# [Coordinate annotation records]
:::

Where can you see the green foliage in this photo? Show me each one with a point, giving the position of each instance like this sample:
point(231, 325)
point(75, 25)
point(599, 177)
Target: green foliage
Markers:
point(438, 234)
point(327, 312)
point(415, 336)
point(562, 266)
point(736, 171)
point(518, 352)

:::

# [Work required]
Transcribe each of the items above line by line, without changing anything.

# [Solution to this exercise]
Where can you see the green foliage in this photo? Show me each one with a point, giving the position of each instance like this sample:
point(231, 325)
point(75, 25)
point(599, 177)
Target: green foliage
Markers:
point(438, 234)
point(327, 312)
point(415, 336)
point(562, 266)
point(736, 171)
point(518, 352)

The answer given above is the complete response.